▶ **Excerpt**
Indeed, above result confirms tweet counts, comment num, like num, and retweet num are not equally distributed among the writers.

According to the above code, the top 1% makes up 71.9% of total tweets, 82.5% of total comments, 86.6% of total likes and 87.3% of total retweets.

twt_w %>%
  group_by(tweet_ct_m) %>%
  summarize(n = n()) %>%
  mutate(n = format(n, big.mark = ",")) %>%
  spread(key = tweet_ct_m, value = n) %>%
  gt() %>%
  cols_label(
    "0" = "Irregular User",
    "1" = "Regular User"
  ) %>%
  tab_header(
    title = "Number of Writers by Activity Level",
    subtitle = "1 := Posted Tweets > 1, 0 := Posted Tweets == 1"
  )

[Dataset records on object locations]

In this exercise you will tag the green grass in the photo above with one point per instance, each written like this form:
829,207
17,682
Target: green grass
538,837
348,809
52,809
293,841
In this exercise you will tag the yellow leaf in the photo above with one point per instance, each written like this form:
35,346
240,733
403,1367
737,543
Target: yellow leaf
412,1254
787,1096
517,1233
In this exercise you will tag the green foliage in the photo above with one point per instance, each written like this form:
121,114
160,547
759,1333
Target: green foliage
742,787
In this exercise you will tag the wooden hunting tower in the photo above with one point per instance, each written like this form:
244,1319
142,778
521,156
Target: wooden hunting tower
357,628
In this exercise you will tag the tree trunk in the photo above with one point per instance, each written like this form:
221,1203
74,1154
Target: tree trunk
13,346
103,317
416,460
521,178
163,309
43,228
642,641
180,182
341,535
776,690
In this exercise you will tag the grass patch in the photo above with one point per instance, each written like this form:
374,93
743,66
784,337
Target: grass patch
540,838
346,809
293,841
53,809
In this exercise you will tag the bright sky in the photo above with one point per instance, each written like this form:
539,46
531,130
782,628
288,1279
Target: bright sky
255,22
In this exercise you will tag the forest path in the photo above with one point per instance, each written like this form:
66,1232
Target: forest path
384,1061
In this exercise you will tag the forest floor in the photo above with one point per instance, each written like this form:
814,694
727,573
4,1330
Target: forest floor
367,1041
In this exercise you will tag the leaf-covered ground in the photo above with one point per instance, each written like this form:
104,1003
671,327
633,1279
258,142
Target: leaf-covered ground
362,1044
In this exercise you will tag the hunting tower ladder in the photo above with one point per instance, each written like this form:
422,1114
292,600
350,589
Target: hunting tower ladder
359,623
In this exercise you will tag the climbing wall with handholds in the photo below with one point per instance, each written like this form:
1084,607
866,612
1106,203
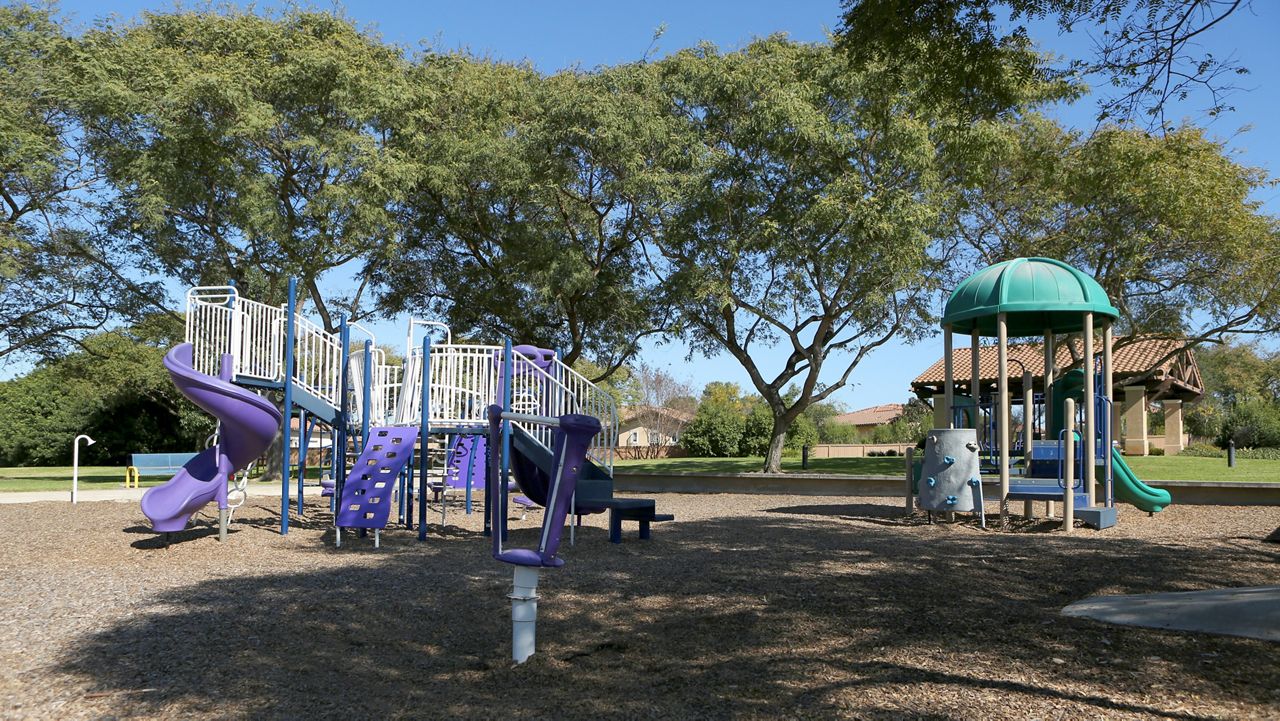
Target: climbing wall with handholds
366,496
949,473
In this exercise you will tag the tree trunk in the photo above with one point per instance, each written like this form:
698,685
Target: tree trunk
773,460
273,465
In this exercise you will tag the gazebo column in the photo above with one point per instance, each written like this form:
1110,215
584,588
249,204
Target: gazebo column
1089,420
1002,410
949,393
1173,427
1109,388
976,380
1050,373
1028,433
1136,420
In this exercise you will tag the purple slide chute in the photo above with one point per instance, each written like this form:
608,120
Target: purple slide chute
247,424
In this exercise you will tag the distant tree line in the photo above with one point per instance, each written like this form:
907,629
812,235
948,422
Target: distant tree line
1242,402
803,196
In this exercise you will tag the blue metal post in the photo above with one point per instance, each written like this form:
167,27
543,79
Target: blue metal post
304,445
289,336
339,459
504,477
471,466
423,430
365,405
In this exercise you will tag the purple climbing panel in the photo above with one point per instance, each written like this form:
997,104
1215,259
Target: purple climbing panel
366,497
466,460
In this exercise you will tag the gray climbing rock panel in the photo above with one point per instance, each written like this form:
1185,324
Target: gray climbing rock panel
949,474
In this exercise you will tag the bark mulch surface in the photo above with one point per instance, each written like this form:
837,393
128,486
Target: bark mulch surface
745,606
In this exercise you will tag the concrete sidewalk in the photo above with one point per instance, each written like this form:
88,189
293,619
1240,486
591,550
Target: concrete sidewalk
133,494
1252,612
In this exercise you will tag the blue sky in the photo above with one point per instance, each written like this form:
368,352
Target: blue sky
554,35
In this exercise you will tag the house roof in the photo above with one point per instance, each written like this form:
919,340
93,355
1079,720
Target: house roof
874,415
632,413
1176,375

▶ **Aim**
Reproduce verbatim the portion of the excerpt on writers' tweet activity that opens with the words containing "Indeed, above result" and closes with "of total retweets.".

▶ **Result of the exercise**
Indeed, above result confirms tweet counts, comment num, like num, and retweet num are not equally distributed among the writers.

According to the above code, the top 1% makes up 71.9% of total tweets, 82.5% of total comments, 86.6% of total likes and 87.3% of total retweets.